'''
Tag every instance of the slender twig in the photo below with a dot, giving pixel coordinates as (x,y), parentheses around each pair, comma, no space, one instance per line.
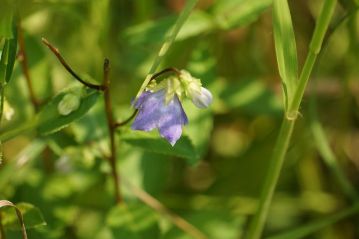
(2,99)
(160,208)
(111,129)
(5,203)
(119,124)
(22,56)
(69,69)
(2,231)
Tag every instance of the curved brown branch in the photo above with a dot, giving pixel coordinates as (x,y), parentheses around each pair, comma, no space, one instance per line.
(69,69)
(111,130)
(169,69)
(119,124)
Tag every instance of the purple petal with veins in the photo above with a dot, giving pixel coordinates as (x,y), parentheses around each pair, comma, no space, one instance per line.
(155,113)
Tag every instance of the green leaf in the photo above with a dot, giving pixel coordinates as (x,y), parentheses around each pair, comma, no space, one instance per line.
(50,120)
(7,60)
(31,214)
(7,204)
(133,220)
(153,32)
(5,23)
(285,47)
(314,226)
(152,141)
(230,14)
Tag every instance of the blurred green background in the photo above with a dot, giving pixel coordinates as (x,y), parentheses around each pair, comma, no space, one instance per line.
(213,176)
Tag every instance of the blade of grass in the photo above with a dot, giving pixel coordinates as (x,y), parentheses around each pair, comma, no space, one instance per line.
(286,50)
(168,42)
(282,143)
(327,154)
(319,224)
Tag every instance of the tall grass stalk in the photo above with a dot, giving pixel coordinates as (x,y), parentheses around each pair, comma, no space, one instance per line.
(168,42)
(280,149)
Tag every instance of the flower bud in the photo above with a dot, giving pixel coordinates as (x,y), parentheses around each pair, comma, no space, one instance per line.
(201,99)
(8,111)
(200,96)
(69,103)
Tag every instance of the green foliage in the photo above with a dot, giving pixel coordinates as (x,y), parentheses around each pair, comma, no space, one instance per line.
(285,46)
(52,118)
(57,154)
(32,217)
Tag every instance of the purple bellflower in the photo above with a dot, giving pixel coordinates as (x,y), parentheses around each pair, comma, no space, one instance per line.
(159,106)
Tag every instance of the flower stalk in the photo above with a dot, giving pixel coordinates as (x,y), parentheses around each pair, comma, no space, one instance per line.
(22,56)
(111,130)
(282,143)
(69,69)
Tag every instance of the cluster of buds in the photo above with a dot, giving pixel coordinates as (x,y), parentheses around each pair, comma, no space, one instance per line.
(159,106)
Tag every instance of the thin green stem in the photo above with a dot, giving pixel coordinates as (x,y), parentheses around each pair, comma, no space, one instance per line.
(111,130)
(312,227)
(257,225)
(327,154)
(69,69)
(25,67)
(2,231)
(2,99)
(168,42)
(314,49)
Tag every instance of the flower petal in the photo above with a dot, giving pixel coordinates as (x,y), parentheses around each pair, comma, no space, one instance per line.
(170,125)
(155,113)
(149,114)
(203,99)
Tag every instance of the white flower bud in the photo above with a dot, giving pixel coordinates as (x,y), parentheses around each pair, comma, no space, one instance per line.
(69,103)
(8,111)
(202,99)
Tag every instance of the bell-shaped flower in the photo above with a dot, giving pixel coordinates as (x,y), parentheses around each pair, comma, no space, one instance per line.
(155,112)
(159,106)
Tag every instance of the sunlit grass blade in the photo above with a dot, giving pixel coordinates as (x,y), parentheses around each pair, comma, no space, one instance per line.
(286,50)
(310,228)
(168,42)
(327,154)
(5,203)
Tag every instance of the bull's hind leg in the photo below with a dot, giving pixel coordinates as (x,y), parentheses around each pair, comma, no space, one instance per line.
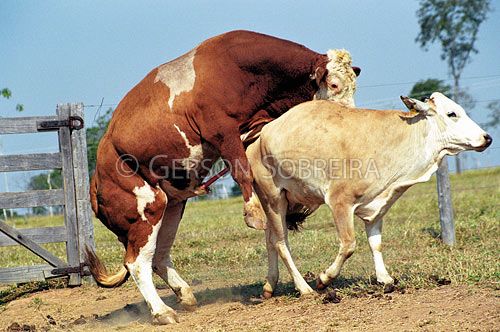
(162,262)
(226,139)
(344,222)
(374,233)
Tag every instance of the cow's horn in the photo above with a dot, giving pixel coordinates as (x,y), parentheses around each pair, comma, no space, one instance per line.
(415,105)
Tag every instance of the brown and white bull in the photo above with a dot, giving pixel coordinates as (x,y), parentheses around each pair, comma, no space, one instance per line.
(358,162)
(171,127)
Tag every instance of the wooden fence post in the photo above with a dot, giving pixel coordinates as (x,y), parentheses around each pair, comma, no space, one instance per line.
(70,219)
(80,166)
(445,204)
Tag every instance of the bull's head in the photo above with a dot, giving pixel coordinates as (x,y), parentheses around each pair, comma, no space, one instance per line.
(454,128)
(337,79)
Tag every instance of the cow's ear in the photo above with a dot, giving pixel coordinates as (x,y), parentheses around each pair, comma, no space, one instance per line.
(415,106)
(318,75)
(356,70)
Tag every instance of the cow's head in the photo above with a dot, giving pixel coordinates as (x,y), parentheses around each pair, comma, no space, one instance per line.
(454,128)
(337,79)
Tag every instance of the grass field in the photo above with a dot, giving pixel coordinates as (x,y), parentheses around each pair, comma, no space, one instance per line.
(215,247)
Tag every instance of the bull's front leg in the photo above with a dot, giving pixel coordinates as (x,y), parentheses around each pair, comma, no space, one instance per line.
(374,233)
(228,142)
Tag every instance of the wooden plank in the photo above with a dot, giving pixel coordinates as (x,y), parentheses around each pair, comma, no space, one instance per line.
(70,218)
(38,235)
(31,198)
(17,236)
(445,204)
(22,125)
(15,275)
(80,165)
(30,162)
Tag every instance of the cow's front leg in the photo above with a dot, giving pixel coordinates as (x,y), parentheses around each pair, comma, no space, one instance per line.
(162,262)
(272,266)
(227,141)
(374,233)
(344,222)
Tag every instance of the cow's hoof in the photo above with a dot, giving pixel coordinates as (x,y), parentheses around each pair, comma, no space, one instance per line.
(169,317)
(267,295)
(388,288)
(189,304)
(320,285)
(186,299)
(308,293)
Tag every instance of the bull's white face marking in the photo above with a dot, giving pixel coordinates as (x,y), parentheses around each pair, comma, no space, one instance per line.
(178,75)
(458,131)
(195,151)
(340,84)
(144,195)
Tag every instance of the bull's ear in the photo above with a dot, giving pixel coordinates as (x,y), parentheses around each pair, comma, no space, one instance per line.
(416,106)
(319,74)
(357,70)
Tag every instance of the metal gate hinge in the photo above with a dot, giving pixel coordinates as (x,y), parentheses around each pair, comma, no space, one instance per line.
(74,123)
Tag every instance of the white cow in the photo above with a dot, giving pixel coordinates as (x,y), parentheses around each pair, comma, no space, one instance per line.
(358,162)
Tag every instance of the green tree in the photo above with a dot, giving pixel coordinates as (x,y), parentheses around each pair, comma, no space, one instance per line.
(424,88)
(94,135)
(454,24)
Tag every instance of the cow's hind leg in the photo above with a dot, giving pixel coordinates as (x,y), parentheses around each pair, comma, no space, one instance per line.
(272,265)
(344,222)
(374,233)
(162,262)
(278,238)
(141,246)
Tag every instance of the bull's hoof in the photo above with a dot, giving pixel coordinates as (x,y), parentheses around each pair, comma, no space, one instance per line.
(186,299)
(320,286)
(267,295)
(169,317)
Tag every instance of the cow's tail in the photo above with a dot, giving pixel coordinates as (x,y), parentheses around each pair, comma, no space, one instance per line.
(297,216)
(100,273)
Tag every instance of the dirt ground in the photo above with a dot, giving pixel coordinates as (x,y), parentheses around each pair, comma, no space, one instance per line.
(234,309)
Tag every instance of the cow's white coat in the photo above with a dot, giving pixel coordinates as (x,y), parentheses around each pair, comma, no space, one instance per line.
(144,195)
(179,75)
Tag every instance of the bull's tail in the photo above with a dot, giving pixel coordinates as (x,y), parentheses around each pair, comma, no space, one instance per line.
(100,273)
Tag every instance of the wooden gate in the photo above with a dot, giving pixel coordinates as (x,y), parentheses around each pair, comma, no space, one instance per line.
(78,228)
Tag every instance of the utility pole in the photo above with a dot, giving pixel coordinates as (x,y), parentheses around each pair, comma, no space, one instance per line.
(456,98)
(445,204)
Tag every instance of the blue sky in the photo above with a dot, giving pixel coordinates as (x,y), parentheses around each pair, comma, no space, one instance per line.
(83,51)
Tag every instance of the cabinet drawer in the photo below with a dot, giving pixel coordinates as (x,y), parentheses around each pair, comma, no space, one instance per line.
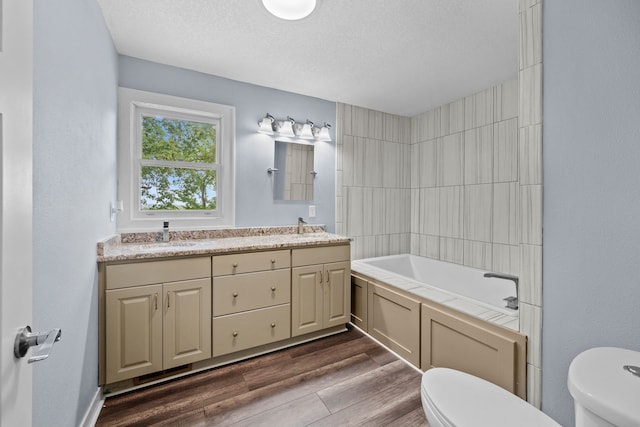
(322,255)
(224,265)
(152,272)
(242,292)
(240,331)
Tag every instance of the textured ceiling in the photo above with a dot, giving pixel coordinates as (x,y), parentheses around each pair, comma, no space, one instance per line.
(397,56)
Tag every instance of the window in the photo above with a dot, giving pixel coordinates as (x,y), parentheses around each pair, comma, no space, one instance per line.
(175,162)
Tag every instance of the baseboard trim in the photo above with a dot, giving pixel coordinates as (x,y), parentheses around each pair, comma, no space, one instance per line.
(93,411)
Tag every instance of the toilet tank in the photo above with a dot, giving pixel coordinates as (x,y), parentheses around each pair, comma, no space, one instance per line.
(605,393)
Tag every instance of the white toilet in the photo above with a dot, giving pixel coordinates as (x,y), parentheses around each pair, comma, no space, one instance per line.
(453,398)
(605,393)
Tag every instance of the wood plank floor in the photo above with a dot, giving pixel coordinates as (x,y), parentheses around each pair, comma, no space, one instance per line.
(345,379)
'''
What the task requires: Omit the pictures and write out the lines above from the one with "Tag every instance of the bull's tail" through the last, unchanged.

Output of the exercise:
Tag every instance of the bull's tail in the photo above with a dot, giving pixel coordinates as (x,y), parentheses around each pair, comma, no space, one instance per line.
(100,273)
Tag every instance of the wooden gate in the photo above with a dot, giving pixel coordinates as (x,y), parentheses around each pair, comma, no space, one instance per line.
(78,228)
Tag every instance of the utility pole in the photo above with a dot, giving pixel coordinates as (x,y), parentheses around each pair, comma, no space, one instance per line.
(456,98)
(445,204)
Tag every instance of the blue sky in the photo above with a dot, giving pixel coordinates as (x,y), parentheses around each pair, comma, no space, one instance per line.
(83,51)
Tag every instance of the cabinet drawer in the photo below with a dot, giving pixel coordinates as (x,y), parentheses around each pair, comma, no space, one instance per line.
(322,255)
(224,265)
(152,272)
(242,292)
(240,331)
Tag every instance of the textured ceiling in the photo above with a dot, giving pixel coordinates as (x,y), parentheses around each pair, comma, no space, one instance per line.
(397,56)
Tag every instance of the window in the photo above with a dot, giving pixel coordinates as (x,y), parentheses around each pair, comma, no space, one instance per line.
(175,162)
Tag every instance of the baseboard trim in the photo above with a dot, giving pixel coordinates as (x,y), parentheses around each pair, comma, no space, one instance per line.
(93,411)
Tag every instance of the toilet tank in the photo above with a dot, giving pixel coordinates as (x,y), parentheses around each pair, comma, no space, one instance per line.
(605,393)
Tag every instance of the white toilet in the photo above with a dot, giving pixel coordinates as (x,y), parentheses around each pair, comma, no space, one instance per line.
(453,398)
(605,393)
Tag every instance of the wood plank floor in the photo above with a dot, giving pixel coordinates as (x,y), parentheses around each pair, comma, no space, one instance per line.
(345,379)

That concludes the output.